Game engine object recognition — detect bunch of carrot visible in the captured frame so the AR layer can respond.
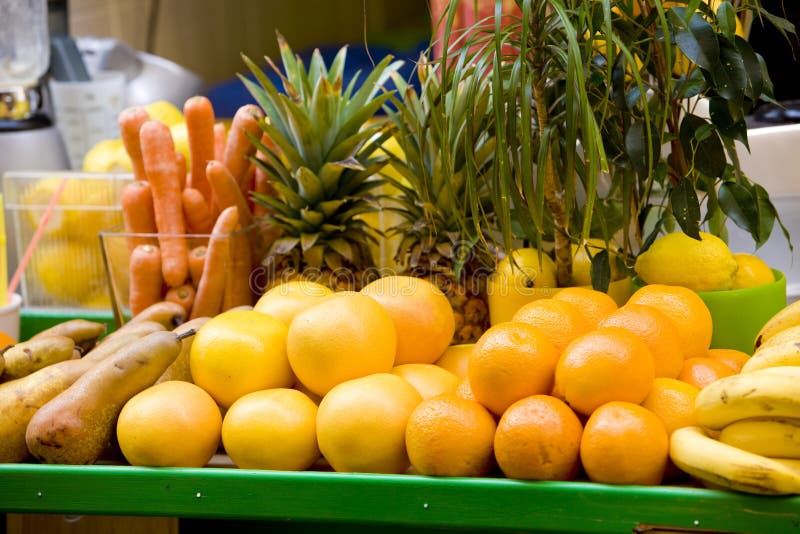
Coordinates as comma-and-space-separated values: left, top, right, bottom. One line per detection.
119, 96, 268, 318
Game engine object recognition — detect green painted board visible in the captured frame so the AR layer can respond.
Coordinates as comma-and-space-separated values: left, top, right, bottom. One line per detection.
0, 464, 800, 533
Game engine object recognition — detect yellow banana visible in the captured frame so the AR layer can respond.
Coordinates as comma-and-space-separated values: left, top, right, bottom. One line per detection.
753, 300, 800, 349
741, 342, 800, 373
669, 426, 800, 495
694, 367, 800, 430
718, 418, 800, 459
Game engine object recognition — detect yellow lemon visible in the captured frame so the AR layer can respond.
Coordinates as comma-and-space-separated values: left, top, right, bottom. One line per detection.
117, 380, 222, 467
392, 363, 460, 399
144, 100, 183, 126
288, 291, 397, 396
317, 373, 422, 473
29, 239, 106, 305
189, 309, 294, 408
361, 276, 456, 364
222, 388, 320, 471
253, 280, 333, 326
634, 231, 738, 291
732, 252, 775, 289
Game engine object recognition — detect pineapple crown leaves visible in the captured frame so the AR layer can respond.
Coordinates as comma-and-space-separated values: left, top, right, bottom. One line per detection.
383, 55, 495, 274
240, 34, 402, 269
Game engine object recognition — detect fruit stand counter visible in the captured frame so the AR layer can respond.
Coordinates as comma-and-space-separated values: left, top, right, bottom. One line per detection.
0, 464, 800, 533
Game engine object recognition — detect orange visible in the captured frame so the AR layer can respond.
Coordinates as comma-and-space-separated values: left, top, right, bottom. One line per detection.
642, 376, 700, 434
117, 380, 222, 467
433, 343, 475, 378
361, 276, 456, 364
553, 287, 617, 328
453, 378, 475, 400
467, 322, 558, 415
286, 291, 397, 396
189, 309, 294, 408
600, 304, 683, 378
678, 356, 736, 389
317, 373, 422, 473
222, 388, 320, 471
628, 284, 712, 358
253, 280, 333, 326
707, 349, 750, 373
512, 298, 592, 353
494, 395, 583, 480
392, 363, 459, 399
580, 401, 669, 486
555, 326, 655, 415
406, 393, 496, 477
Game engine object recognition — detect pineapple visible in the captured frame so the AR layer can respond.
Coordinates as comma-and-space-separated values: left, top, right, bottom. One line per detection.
384, 57, 495, 343
242, 35, 401, 290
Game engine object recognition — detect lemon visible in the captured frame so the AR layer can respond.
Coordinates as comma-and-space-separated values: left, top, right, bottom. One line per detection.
189, 309, 294, 408
317, 373, 422, 473
20, 177, 122, 246
253, 280, 333, 326
83, 139, 132, 173
144, 100, 183, 126
732, 252, 775, 289
634, 232, 738, 291
572, 237, 620, 286
222, 388, 320, 471
30, 240, 105, 305
117, 380, 222, 467
288, 291, 397, 396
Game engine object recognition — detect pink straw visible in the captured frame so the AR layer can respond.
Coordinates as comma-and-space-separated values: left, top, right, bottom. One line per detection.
8, 178, 68, 295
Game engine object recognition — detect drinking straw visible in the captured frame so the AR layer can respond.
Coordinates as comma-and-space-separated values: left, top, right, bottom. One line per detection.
8, 177, 68, 293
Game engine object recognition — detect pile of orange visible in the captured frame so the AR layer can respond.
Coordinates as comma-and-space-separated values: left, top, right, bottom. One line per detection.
120, 276, 748, 492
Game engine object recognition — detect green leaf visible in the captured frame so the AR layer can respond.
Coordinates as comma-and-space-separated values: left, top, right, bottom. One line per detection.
717, 182, 759, 241
294, 167, 325, 205
669, 178, 700, 239
708, 96, 749, 149
586, 250, 611, 293
679, 114, 727, 177
675, 9, 720, 71
717, 0, 736, 42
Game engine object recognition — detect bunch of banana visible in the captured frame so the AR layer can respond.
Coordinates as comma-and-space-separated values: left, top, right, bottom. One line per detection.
670, 301, 800, 495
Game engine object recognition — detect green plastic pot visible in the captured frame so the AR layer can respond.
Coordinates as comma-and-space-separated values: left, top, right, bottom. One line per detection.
633, 269, 786, 354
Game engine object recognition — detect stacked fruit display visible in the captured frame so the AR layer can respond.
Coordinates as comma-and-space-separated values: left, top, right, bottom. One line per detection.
0, 276, 800, 502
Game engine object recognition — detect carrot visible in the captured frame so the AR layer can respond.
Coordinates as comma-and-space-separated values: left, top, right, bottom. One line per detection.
222, 229, 253, 311
206, 161, 253, 228
183, 96, 215, 202
223, 104, 264, 188
128, 245, 164, 316
117, 106, 150, 180
189, 245, 208, 289
175, 150, 187, 190
120, 180, 158, 252
139, 120, 189, 287
189, 206, 239, 319
164, 284, 196, 317
181, 191, 214, 234
214, 122, 228, 161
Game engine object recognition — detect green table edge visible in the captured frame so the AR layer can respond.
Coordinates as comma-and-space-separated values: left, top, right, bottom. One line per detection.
0, 464, 800, 533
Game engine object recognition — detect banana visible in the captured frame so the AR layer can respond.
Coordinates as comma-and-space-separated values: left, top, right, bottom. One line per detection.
717, 418, 800, 459
694, 367, 800, 430
669, 426, 800, 495
754, 300, 800, 349
31, 319, 106, 354
755, 324, 800, 352
2, 334, 75, 381
740, 342, 800, 373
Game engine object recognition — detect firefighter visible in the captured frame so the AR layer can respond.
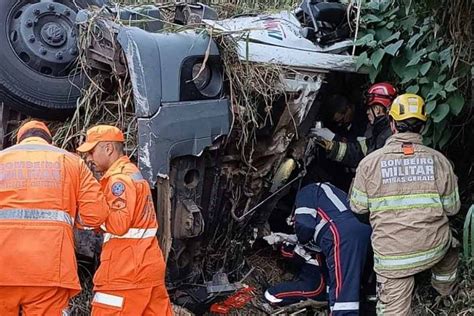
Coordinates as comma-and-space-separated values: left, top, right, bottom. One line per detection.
0, 121, 108, 316
351, 94, 460, 315
265, 183, 371, 316
310, 83, 397, 168
77, 125, 172, 316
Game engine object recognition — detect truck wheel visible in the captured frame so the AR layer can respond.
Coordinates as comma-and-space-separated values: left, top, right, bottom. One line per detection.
0, 0, 104, 119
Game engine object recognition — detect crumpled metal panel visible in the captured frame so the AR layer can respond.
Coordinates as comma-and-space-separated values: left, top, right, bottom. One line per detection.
138, 99, 231, 186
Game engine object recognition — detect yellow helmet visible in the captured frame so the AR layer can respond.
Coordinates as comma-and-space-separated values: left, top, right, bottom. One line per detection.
388, 93, 428, 122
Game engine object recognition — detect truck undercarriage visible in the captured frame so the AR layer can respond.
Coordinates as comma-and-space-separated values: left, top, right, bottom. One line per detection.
0, 0, 364, 312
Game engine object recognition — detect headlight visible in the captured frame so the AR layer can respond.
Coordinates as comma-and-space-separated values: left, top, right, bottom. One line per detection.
181, 55, 224, 101
192, 63, 211, 91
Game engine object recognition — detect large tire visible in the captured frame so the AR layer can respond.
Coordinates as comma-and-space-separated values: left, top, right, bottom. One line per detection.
0, 0, 105, 119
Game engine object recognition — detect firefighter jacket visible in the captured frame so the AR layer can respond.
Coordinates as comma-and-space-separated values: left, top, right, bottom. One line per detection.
328, 116, 392, 168
94, 156, 165, 290
0, 137, 108, 294
351, 133, 460, 278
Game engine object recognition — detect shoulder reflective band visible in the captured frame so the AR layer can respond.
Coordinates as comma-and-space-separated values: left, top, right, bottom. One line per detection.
374, 243, 451, 270
441, 187, 459, 207
130, 171, 143, 181
351, 187, 369, 207
0, 209, 73, 225
357, 137, 369, 156
331, 302, 359, 311
104, 228, 158, 243
334, 142, 347, 161
431, 270, 456, 282
369, 193, 442, 212
92, 292, 123, 308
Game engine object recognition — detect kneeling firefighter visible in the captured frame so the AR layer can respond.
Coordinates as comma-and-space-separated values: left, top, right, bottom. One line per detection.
266, 183, 371, 315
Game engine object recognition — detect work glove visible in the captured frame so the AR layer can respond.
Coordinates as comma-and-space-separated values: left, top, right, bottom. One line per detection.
309, 127, 336, 141
263, 233, 298, 245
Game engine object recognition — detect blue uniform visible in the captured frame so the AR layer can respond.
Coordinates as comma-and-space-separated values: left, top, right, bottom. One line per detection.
295, 183, 371, 316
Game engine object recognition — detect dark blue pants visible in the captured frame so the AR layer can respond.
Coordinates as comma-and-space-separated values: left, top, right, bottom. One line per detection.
265, 263, 327, 306
320, 218, 372, 316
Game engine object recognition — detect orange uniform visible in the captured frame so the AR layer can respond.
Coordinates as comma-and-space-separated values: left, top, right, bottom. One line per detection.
0, 135, 108, 316
92, 156, 172, 315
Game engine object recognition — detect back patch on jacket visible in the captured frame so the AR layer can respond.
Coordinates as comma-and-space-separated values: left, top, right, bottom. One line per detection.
380, 157, 435, 184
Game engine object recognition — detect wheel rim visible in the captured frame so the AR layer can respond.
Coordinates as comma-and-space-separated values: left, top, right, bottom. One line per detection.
7, 0, 78, 77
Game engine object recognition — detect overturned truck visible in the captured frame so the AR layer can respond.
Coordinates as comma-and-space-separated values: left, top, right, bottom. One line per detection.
0, 0, 366, 308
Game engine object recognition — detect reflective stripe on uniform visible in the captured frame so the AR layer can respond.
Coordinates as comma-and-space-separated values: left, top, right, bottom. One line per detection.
331, 302, 359, 311
104, 228, 158, 243
441, 188, 459, 207
374, 243, 450, 270
130, 171, 143, 181
321, 183, 347, 212
3, 144, 68, 155
357, 137, 369, 156
0, 209, 74, 225
295, 207, 317, 218
93, 292, 123, 308
334, 142, 347, 161
368, 190, 442, 212
351, 187, 369, 207
313, 218, 328, 242
431, 270, 457, 282
295, 207, 328, 242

Set exercise - Arrange the records above into a Markdown table with two columns, Row and Record line, giving each nonblank line its own numbered row. Begin at the line that contains "Game engine object recognition — detect orange uniform" and stop after the line that contains "380, 157, 435, 184".

Solution to this task -
| Row | Record line |
|---|---|
| 1 | Game engine object recognition — detect orange uniform visible in the captured frame so the AR layer can respond. |
| 2 | Coordinates as comma-and-space-separated values: left, top, right, bottom. One line per detection. |
| 3 | 0, 135, 108, 316 |
| 4 | 92, 156, 172, 315 |
| 5 | Game engine object recognition — detect back patch on jacket visible in the captured frame so the AR layer can respond. |
| 6 | Coordinates as comma-and-space-separated values: left, top, right, bottom. One line per detection. |
| 7 | 380, 157, 435, 184 |